Collected data
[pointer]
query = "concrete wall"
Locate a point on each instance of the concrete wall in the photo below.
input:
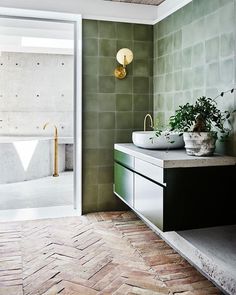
(34, 89)
(194, 55)
(112, 108)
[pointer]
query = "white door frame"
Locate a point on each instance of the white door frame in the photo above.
(76, 19)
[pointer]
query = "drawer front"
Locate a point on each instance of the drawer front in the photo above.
(149, 170)
(123, 183)
(148, 200)
(124, 158)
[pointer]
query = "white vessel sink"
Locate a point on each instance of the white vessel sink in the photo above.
(149, 140)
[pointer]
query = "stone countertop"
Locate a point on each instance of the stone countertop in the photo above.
(174, 158)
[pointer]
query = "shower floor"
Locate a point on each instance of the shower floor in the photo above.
(43, 192)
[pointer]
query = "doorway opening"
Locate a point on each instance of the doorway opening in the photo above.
(40, 114)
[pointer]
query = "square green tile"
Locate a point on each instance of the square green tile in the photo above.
(125, 85)
(107, 29)
(227, 44)
(107, 66)
(161, 65)
(106, 102)
(123, 136)
(90, 84)
(169, 63)
(90, 28)
(90, 175)
(143, 49)
(160, 83)
(106, 198)
(141, 102)
(90, 65)
(227, 18)
(161, 47)
(198, 57)
(227, 71)
(187, 14)
(124, 31)
(90, 120)
(124, 102)
(169, 82)
(107, 47)
(90, 157)
(143, 32)
(141, 84)
(106, 156)
(141, 67)
(169, 102)
(177, 60)
(106, 120)
(212, 48)
(90, 139)
(124, 44)
(212, 25)
(187, 57)
(178, 19)
(106, 84)
(124, 120)
(90, 47)
(177, 39)
(160, 102)
(106, 138)
(138, 121)
(187, 79)
(213, 75)
(90, 102)
(198, 76)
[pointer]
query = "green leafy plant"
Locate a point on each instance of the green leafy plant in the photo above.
(202, 116)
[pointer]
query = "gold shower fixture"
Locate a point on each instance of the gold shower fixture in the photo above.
(124, 57)
(55, 173)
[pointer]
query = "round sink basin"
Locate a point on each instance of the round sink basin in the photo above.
(149, 140)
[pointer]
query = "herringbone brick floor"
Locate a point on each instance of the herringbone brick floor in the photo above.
(100, 253)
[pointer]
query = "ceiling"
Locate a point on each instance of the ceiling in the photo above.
(145, 2)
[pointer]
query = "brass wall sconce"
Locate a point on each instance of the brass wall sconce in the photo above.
(124, 57)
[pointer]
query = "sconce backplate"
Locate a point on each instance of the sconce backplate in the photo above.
(120, 72)
(124, 56)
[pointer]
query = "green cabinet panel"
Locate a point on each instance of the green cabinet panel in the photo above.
(148, 200)
(123, 185)
(124, 159)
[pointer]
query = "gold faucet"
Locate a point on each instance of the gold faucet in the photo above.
(55, 174)
(145, 119)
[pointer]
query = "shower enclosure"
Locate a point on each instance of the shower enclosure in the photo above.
(38, 89)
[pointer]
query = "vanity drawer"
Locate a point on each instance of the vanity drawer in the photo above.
(149, 170)
(124, 183)
(124, 159)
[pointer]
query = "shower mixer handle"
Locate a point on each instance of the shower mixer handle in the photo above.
(55, 173)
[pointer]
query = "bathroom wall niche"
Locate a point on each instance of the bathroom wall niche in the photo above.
(36, 87)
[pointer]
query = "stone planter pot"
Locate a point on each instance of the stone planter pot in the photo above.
(200, 143)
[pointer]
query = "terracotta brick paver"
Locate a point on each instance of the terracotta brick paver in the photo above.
(95, 254)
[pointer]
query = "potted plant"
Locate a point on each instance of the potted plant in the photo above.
(201, 124)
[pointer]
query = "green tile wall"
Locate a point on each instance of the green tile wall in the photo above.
(112, 108)
(194, 54)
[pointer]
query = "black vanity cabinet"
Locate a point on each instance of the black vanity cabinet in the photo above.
(176, 198)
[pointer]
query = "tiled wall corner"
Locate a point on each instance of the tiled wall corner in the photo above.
(112, 108)
(194, 55)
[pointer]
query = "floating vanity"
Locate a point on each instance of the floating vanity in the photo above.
(174, 191)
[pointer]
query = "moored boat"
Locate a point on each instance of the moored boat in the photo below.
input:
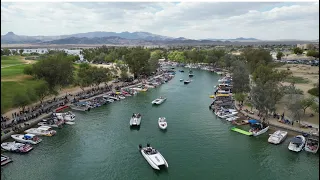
(5, 160)
(153, 157)
(51, 122)
(191, 74)
(159, 100)
(297, 143)
(162, 122)
(312, 145)
(257, 128)
(26, 138)
(186, 81)
(277, 137)
(135, 120)
(41, 131)
(67, 116)
(233, 118)
(16, 147)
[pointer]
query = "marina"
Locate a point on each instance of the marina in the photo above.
(101, 143)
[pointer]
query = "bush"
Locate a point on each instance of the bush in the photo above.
(314, 91)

Prompt: The lines in the records above that include the word "moored" must be copied out.

Response to the task:
query = "moored boat"
Locate a point on each instance of the moored boat in the photo below.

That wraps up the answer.